■ Exercise directions
Collect each line of the records below that contains the string "person", matching case exactly.

##### Record excerpts #####

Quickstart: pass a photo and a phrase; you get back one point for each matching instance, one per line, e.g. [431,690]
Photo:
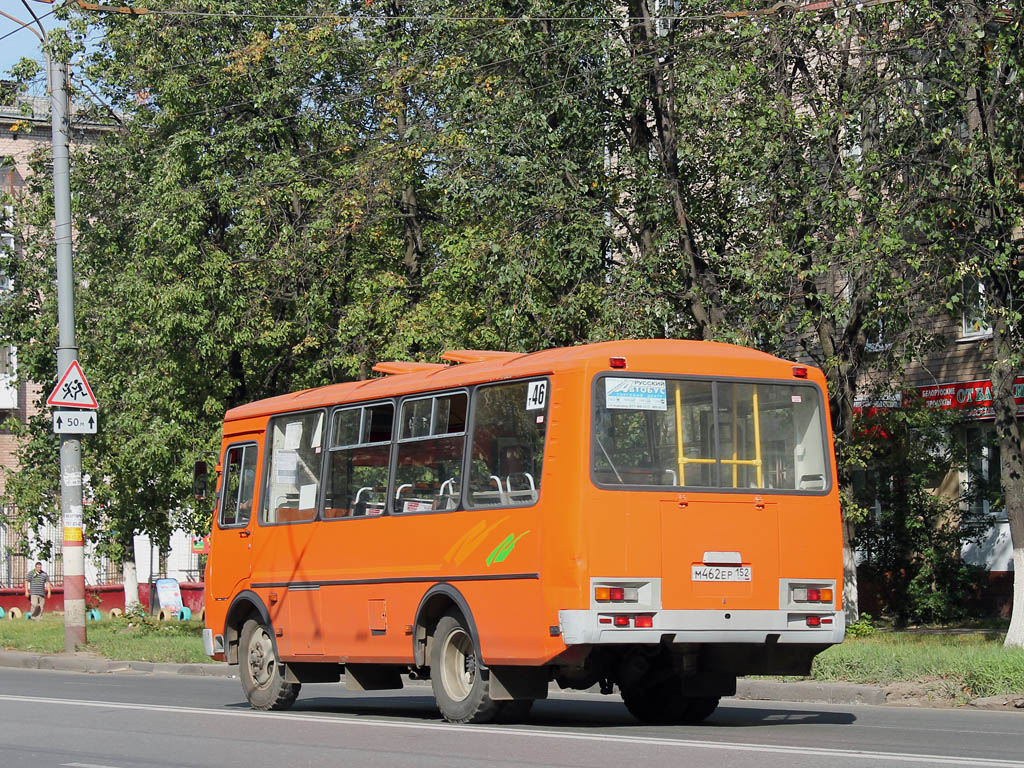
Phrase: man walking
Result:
[37,585]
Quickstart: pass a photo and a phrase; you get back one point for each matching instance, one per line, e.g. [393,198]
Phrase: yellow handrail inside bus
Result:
[735,462]
[680,459]
[757,436]
[735,444]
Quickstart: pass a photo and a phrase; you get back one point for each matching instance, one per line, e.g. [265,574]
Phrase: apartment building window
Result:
[975,315]
[984,483]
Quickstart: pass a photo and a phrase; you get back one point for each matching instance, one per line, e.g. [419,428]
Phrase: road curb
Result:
[809,692]
[764,690]
[93,666]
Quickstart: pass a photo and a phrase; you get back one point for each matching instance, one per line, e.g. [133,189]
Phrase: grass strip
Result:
[968,666]
[132,638]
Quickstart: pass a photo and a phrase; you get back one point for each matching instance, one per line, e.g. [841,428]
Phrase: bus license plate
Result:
[721,573]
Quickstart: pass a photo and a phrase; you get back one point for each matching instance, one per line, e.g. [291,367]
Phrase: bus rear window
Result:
[720,434]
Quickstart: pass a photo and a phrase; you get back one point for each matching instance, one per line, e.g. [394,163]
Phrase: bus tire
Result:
[460,688]
[260,671]
[665,704]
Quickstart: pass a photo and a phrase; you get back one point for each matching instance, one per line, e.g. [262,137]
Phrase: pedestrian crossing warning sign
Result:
[73,389]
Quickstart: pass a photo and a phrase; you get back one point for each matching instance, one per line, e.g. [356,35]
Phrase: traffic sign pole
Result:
[71,445]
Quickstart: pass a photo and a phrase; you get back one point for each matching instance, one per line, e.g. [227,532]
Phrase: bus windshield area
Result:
[651,431]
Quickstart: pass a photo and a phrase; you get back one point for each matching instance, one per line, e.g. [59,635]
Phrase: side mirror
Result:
[200,480]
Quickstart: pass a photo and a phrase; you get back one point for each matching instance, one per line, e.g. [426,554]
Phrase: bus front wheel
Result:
[261,673]
[460,689]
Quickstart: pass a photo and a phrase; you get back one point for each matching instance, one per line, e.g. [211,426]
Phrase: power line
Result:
[24,25]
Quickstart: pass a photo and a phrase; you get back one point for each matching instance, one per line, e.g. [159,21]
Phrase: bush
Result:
[861,628]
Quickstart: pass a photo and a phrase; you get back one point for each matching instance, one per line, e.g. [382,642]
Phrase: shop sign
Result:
[975,397]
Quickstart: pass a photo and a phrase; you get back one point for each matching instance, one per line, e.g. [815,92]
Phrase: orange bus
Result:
[654,516]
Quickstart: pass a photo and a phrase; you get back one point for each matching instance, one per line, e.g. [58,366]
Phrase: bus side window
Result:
[428,471]
[360,448]
[508,445]
[238,486]
[296,458]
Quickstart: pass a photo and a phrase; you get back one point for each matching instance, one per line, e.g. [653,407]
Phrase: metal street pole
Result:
[71,444]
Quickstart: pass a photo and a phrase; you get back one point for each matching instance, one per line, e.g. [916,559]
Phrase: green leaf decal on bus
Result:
[503,550]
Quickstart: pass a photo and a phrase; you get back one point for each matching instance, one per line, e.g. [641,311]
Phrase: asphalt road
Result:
[67,720]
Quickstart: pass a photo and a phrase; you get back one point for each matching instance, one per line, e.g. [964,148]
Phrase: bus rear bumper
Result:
[743,627]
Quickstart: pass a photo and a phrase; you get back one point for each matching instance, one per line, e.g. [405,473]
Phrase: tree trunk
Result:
[1009,434]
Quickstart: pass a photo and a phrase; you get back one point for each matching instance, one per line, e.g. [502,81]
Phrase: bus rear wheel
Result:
[460,689]
[665,704]
[261,672]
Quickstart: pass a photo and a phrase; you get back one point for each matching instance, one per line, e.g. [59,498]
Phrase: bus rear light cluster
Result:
[640,622]
[615,594]
[812,595]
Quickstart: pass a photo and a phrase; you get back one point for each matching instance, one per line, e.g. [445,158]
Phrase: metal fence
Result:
[20,549]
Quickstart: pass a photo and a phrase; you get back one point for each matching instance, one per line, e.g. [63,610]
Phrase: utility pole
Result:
[71,444]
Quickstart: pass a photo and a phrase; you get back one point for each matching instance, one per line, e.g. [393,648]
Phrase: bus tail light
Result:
[616,594]
[812,595]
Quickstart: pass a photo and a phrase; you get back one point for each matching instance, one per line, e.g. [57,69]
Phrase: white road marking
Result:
[475,730]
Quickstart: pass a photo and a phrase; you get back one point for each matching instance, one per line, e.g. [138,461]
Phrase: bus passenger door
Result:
[230,549]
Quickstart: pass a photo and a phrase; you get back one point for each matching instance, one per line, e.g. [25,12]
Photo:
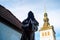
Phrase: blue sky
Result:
[20,9]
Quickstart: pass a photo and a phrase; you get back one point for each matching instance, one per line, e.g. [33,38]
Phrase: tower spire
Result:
[44,6]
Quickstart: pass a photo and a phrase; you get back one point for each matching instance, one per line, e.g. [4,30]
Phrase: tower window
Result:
[42,34]
[48,33]
[45,34]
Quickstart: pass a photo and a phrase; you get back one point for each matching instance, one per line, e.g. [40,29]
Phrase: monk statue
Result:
[30,27]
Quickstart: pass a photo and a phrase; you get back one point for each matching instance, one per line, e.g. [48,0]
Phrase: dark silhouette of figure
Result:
[29,26]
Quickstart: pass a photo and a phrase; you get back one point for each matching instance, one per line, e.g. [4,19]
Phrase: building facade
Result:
[47,32]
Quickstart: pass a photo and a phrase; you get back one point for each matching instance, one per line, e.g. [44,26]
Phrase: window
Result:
[45,33]
[48,33]
[42,33]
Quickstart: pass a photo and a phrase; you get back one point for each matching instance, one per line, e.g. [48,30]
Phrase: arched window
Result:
[48,33]
[42,33]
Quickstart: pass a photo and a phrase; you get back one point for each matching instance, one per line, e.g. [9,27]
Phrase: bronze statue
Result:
[30,27]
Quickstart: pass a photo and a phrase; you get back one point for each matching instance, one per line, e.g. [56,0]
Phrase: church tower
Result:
[47,32]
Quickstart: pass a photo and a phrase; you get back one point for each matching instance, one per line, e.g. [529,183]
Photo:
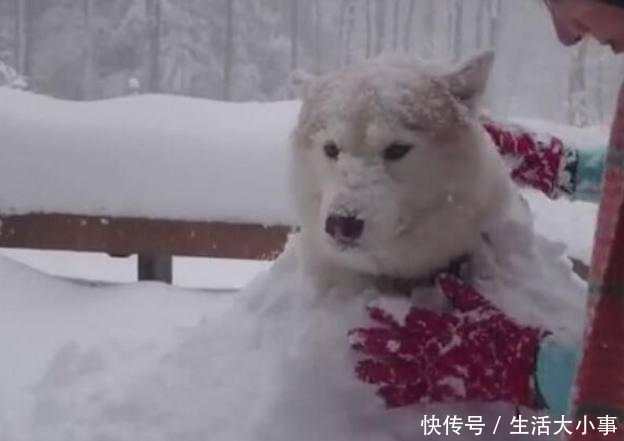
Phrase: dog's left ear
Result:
[469,80]
[301,82]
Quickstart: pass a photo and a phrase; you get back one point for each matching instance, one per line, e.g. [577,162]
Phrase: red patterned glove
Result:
[543,163]
[474,353]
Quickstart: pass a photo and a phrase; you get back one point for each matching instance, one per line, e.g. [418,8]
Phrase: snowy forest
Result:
[244,50]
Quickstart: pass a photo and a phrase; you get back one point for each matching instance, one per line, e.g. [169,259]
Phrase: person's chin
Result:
[617,47]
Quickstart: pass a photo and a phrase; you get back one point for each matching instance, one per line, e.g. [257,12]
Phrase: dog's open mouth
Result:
[344,230]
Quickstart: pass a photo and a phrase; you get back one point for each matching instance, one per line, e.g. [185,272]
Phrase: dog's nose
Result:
[344,228]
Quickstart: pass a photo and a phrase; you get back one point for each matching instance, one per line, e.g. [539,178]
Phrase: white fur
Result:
[421,211]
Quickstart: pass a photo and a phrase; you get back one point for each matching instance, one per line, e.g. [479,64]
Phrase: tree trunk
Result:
[481,9]
[349,33]
[294,35]
[88,91]
[495,12]
[458,29]
[409,23]
[317,36]
[22,37]
[380,22]
[229,50]
[578,114]
[395,25]
[428,24]
[153,13]
[369,30]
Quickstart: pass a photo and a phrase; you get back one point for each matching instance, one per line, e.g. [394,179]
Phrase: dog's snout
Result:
[344,228]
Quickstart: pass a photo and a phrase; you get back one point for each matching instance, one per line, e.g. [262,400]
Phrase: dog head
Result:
[391,169]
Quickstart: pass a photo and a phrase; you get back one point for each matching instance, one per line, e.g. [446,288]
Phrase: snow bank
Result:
[148,156]
[269,364]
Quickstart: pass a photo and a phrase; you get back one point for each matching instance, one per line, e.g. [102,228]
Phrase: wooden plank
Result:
[158,268]
[126,235]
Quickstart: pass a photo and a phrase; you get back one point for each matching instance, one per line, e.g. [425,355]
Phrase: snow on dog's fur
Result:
[392,172]
[394,177]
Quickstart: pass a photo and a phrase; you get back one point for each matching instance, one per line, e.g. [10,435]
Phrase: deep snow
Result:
[146,156]
[134,362]
[150,362]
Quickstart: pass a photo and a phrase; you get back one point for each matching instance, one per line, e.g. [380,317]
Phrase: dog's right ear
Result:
[469,80]
[301,81]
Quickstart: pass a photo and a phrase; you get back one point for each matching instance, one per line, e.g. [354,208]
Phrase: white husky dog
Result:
[393,174]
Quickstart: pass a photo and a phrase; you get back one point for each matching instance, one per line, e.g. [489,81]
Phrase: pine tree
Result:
[229,50]
[153,14]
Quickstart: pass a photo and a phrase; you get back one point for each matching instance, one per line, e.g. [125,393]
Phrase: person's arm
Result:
[545,163]
[555,371]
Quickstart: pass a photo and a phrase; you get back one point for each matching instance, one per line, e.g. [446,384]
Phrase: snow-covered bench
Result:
[150,175]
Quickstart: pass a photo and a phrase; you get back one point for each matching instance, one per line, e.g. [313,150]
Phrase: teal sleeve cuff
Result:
[556,370]
[589,173]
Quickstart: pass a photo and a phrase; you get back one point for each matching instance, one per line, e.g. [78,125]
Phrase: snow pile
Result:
[147,156]
[274,364]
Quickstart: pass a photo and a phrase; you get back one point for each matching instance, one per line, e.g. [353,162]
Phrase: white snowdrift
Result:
[148,156]
[270,364]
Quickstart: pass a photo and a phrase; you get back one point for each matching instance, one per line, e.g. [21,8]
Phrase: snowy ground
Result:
[90,355]
[97,362]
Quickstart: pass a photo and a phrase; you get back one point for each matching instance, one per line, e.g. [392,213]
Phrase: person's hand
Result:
[473,353]
[540,162]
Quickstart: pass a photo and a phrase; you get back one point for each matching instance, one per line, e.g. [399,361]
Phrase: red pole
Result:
[600,380]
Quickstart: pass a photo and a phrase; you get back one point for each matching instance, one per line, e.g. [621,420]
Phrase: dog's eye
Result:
[331,150]
[394,152]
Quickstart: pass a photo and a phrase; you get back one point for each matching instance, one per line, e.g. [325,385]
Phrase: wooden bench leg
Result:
[159,268]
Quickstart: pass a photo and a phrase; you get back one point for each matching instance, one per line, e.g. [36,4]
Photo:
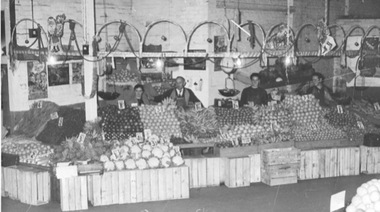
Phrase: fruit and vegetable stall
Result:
[140,154]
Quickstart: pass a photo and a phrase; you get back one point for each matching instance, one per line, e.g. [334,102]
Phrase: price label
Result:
[121,104]
[54,116]
[81,138]
[340,109]
[377,106]
[361,125]
[245,140]
[147,133]
[60,122]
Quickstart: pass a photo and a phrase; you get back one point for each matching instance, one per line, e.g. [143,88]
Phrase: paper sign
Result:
[147,133]
[337,201]
[53,115]
[339,108]
[121,104]
[377,106]
[81,138]
[60,122]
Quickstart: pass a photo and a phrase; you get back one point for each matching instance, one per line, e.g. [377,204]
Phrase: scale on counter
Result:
[228,66]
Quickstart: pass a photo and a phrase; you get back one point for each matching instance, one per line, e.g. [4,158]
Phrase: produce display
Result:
[161,120]
[30,152]
[134,153]
[305,109]
[367,198]
[123,77]
[230,116]
[201,124]
[120,124]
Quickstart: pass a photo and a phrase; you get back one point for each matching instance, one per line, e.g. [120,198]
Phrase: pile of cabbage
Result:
[367,198]
[154,152]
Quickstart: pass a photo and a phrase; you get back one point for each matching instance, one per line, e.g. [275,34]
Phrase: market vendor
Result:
[138,97]
[183,96]
[254,94]
[320,91]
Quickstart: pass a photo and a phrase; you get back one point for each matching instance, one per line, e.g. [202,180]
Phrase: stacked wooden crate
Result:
[26,184]
[204,172]
[280,166]
[133,186]
[323,163]
[370,160]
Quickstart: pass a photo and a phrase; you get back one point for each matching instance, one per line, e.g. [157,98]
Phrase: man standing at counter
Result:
[254,94]
[183,96]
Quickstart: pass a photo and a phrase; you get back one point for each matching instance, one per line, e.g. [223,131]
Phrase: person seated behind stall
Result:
[254,94]
[184,97]
[320,91]
[138,97]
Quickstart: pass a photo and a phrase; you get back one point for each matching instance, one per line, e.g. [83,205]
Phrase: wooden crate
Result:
[280,156]
[323,163]
[369,160]
[255,168]
[27,184]
[73,193]
[133,186]
[203,172]
[237,172]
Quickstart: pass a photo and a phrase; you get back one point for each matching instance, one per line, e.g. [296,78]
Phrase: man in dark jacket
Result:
[183,96]
[254,94]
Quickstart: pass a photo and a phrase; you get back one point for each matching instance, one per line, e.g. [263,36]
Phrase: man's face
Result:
[255,82]
[316,81]
[179,83]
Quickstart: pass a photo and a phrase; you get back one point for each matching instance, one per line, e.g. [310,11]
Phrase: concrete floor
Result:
[305,196]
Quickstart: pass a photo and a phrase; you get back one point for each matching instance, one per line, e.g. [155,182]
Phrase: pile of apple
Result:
[133,153]
[367,198]
[161,120]
[122,77]
[31,152]
[305,109]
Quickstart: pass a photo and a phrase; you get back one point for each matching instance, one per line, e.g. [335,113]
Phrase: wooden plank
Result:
[246,171]
[128,187]
[202,172]
[216,171]
[210,171]
[115,187]
[239,172]
[154,185]
[77,188]
[177,183]
[133,186]
[146,185]
[161,184]
[97,190]
[64,190]
[83,193]
[169,183]
[185,191]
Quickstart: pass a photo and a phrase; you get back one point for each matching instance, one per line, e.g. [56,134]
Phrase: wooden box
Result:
[203,172]
[280,156]
[133,186]
[323,163]
[73,193]
[237,172]
[27,184]
[369,160]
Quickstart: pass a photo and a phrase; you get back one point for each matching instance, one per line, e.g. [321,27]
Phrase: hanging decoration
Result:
[327,42]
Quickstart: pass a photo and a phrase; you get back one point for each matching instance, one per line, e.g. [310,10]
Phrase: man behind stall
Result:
[183,96]
[254,94]
[320,91]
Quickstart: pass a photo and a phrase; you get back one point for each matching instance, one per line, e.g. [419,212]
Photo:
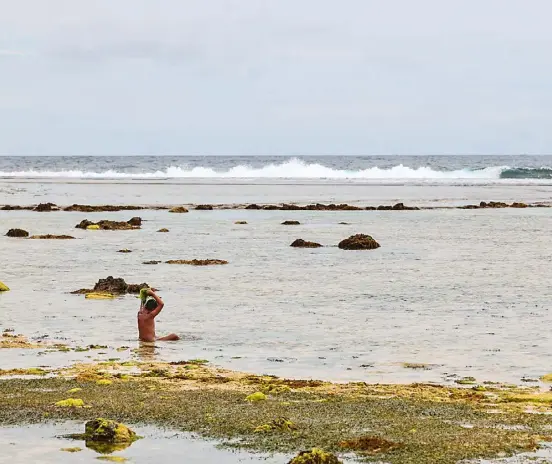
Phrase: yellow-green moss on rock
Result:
[315,456]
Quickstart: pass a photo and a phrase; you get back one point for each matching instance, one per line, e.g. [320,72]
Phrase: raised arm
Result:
[159,302]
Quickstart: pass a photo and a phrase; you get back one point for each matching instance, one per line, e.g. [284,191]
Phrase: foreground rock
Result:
[300,243]
[359,242]
[115,286]
[315,456]
[198,262]
[131,224]
[178,209]
[51,237]
[17,233]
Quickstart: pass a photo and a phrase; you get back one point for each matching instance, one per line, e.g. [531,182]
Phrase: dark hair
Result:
[151,304]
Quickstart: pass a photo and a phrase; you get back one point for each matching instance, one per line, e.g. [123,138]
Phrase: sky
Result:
[115,77]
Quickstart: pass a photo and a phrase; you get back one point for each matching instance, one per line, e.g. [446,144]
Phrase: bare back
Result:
[146,325]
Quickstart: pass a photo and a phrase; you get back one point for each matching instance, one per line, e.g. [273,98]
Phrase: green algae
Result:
[423,419]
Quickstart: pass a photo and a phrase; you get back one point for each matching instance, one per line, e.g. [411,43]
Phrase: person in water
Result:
[150,306]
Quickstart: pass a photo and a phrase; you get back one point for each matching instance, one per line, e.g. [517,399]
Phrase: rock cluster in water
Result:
[197,262]
[359,242]
[300,243]
[17,233]
[133,223]
[112,285]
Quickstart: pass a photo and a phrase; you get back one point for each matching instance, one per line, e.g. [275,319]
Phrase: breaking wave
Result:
[297,169]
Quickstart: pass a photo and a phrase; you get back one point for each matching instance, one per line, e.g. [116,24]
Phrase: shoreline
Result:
[51,207]
[416,422]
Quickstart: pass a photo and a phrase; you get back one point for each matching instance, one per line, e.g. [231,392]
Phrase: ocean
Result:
[463,291]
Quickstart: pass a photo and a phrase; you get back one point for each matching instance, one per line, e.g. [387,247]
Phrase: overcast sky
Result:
[275,76]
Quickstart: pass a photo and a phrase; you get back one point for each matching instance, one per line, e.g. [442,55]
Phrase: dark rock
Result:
[359,242]
[197,262]
[300,243]
[52,237]
[178,209]
[116,286]
[19,233]
[101,208]
[133,223]
[46,207]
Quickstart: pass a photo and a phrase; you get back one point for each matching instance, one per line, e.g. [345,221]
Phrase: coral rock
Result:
[51,237]
[197,262]
[315,456]
[178,209]
[19,233]
[108,431]
[359,242]
[300,243]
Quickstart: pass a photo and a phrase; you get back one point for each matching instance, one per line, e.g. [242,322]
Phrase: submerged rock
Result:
[178,209]
[197,262]
[116,286]
[300,243]
[18,233]
[101,208]
[359,242]
[108,431]
[133,223]
[315,456]
[46,207]
[51,237]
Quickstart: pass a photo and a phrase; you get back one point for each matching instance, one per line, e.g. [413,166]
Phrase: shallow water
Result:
[464,291]
[43,443]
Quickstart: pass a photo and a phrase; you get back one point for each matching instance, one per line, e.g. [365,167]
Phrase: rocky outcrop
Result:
[178,209]
[44,207]
[197,262]
[116,286]
[102,208]
[17,233]
[133,223]
[359,242]
[315,456]
[51,237]
[300,243]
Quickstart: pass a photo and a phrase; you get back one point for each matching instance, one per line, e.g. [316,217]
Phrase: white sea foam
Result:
[292,169]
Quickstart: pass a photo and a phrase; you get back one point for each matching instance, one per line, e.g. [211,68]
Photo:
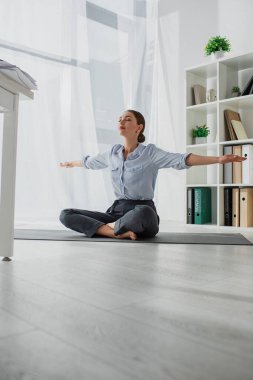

#####

■ Final result
Phrase: person's chin
Phrase: person's arm
Phrase: person's hand
Phrase: person seated behind stall
Phrase: person in water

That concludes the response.